Entradas de identificación de ubicaciones:
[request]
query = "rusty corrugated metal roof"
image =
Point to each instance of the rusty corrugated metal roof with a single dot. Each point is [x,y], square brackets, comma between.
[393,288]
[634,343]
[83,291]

PROBLEMA A RESOLVER:
Por favor, devuelve todas las líneas de los datos anteriores sin cambiar nada.

RESULTADO FINAL:
[request]
query = "rusty corrugated metal roof"
image =
Point to each instance of the rusty corrugated metal roof with a single dot. Each point is [x,y], square brackets, comma between.
[393,288]
[634,343]
[83,291]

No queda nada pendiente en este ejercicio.